| What is required |
Examine the records and identify each line that includes the string "instance". Copy those lines.
===============
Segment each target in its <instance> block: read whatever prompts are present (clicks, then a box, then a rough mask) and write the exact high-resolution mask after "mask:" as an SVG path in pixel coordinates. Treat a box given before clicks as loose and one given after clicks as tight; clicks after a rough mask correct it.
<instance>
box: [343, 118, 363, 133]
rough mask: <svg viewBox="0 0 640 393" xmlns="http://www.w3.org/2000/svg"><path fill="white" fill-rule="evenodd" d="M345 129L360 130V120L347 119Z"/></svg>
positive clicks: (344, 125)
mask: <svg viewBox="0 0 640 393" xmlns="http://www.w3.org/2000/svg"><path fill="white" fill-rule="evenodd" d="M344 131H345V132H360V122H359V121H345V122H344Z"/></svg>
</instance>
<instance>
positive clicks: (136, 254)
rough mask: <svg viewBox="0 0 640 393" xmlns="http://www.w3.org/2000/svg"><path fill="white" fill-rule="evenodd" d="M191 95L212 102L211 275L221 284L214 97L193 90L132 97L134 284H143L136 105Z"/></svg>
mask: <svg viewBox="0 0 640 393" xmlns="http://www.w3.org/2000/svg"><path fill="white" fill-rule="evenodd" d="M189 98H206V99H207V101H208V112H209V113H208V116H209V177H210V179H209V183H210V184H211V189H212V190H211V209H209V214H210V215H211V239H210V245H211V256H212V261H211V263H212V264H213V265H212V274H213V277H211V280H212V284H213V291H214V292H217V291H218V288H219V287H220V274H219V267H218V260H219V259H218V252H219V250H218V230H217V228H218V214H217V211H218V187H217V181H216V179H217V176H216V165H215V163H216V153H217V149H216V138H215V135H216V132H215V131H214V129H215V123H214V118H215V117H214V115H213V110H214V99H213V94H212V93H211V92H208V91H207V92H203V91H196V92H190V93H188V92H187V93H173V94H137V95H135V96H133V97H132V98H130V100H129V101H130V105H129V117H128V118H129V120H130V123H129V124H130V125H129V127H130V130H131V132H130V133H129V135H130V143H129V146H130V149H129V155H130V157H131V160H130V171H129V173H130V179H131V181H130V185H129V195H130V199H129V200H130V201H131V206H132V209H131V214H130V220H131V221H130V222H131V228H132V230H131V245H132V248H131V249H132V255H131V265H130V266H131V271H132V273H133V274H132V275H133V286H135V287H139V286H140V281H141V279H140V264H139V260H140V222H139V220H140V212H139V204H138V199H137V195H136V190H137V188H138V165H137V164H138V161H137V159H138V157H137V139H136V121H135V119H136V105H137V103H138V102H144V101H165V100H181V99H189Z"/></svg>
===============
| Written answer |
Segment each target in its <instance> block: read whatever prompts are present (clicks, then a box, then a rough mask) and write the exact high-resolution mask after "mask:" as an SVG path in pixel coordinates. Treat a box given before clicks as loose and one given after clicks as tight; clicks after a rough mask correct it.
<instance>
</instance>
<instance>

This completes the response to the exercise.